What is expected: Switch "dermoscopic image" to "photo" wherever it occurs in the entries below, and write out every entry again with everything else left as it is. Omit the pictures from your answer.

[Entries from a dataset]
——————
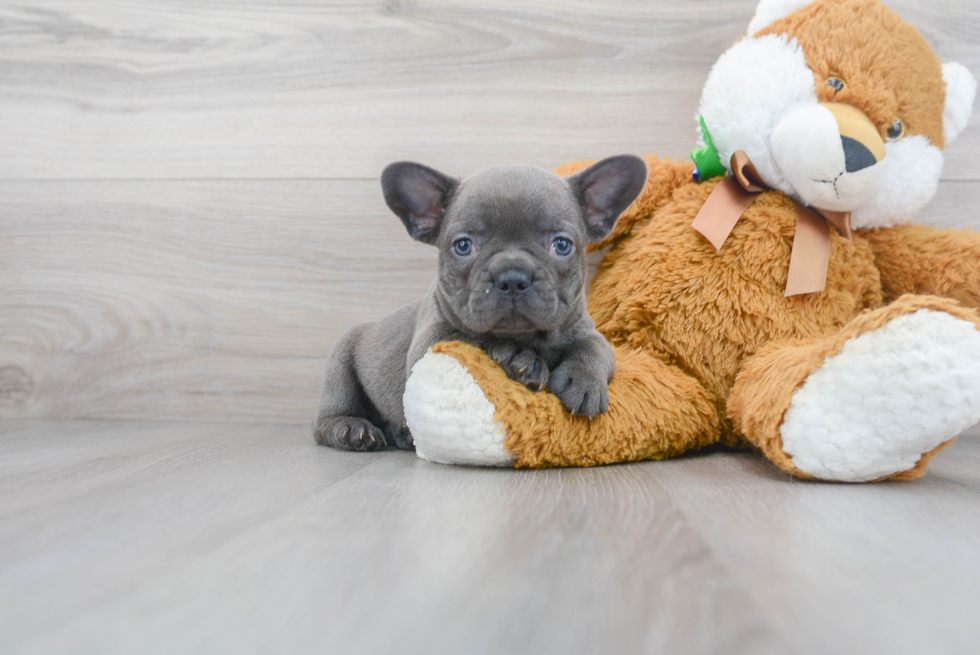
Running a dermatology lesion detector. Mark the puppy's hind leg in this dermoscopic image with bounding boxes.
[313,325,387,451]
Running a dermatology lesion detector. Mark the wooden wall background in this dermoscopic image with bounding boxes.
[0,0,980,421]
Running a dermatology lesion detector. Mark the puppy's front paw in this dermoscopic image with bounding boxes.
[316,416,387,451]
[385,425,415,450]
[487,342,548,391]
[548,359,609,416]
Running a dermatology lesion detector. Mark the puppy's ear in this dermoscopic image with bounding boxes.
[568,155,647,241]
[381,161,458,244]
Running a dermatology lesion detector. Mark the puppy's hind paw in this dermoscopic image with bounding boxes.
[548,361,609,416]
[314,416,388,452]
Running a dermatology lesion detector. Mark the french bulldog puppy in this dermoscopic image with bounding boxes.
[313,155,647,450]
——————
Solution:
Running a dermatology lesion detector. Mark the puppy's hind leg in this photo with bounding boxes.
[313,325,387,451]
Running a dermatology lesion detector. Mark the wooden wall background in this photo with bounding boxes.
[0,0,980,421]
Running a dermatology lesion detector. Mark the puppy's front paw in this photo with bounding boxes.
[316,416,387,451]
[385,425,415,450]
[487,342,548,391]
[548,359,609,416]
Running a dermatology lesion detector. Mark the puppy's ear in this photo with bounding boxes.
[568,155,647,241]
[381,161,458,244]
Running a dermatology lesion detector. Mark the puppy's hind paw in this photo with bounding boxes.
[548,361,609,416]
[314,416,388,452]
Running a dermatology lesion detector. Mark the french bulldog puppy in this photo with bounding boxes.
[313,155,647,450]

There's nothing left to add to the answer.